Task description:
Could you copy, exactly as written, every line from the first line of the records through the one containing "Trace the outline of each instance."?

[Collected data entries]
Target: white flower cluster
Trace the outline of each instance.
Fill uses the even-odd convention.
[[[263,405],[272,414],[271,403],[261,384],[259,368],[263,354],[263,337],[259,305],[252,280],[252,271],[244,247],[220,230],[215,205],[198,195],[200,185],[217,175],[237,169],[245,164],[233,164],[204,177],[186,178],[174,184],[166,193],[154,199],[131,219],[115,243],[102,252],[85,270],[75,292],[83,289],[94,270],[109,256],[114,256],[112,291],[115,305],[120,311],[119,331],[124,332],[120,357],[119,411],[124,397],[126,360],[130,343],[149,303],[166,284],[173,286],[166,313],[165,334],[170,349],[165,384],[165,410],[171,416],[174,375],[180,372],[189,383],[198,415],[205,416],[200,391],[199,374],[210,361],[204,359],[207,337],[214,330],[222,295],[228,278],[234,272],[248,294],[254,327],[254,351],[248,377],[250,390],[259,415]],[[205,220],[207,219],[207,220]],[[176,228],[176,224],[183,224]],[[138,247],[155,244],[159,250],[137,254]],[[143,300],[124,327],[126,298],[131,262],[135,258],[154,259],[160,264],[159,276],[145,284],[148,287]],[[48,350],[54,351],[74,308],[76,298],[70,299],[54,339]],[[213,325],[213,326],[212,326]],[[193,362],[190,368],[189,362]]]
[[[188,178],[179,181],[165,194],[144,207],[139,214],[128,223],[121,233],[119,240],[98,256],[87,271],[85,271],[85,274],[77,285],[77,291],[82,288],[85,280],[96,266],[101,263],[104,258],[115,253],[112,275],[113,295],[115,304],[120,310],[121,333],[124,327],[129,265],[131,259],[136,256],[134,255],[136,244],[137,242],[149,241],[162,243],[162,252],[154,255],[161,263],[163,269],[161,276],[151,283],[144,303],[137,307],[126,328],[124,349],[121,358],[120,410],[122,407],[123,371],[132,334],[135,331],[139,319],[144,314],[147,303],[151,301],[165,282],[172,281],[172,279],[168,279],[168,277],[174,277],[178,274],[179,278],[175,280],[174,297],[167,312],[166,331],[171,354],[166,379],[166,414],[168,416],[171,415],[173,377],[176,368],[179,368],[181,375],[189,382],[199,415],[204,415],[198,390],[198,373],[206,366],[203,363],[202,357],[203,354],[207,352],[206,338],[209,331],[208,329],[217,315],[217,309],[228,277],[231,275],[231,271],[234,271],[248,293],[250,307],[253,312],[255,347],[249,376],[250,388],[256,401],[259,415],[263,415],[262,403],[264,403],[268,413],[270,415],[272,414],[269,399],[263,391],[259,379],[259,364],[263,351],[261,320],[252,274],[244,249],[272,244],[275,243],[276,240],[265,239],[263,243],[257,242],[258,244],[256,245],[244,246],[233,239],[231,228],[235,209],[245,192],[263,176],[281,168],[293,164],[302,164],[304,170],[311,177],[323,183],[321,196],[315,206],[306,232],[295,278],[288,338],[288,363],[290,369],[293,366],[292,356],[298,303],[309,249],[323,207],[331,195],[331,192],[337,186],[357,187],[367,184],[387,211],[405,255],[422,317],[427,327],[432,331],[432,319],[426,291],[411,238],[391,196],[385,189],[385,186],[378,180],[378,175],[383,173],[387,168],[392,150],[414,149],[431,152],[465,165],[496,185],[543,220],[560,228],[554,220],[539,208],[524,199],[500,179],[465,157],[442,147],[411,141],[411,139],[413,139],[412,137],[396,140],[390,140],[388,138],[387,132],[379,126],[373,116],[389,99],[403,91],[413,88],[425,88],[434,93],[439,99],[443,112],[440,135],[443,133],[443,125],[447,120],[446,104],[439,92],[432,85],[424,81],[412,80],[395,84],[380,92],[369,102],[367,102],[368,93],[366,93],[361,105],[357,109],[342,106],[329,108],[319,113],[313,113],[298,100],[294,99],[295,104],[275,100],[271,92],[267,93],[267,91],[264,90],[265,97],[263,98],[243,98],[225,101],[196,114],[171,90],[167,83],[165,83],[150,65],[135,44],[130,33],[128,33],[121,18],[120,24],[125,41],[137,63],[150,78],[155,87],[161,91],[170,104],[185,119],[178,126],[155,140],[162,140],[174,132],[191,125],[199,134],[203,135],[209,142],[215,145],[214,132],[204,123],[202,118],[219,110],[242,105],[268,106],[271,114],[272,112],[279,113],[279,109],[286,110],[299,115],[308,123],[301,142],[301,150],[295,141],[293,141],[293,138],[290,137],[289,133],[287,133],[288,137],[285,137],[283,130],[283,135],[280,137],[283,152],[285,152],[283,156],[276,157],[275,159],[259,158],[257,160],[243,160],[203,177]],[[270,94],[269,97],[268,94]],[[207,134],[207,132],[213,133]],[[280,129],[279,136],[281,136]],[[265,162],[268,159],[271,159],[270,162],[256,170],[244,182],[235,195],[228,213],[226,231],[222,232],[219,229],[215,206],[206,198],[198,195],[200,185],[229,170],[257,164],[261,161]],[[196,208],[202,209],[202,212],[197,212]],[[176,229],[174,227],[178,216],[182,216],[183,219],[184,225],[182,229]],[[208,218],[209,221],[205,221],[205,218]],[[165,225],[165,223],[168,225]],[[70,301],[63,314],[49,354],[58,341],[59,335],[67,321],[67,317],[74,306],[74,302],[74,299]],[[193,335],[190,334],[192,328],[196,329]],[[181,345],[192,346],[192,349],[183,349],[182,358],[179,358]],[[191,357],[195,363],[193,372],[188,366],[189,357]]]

Problem solution:
Target: white flower cluster
Trace the outline of each instance.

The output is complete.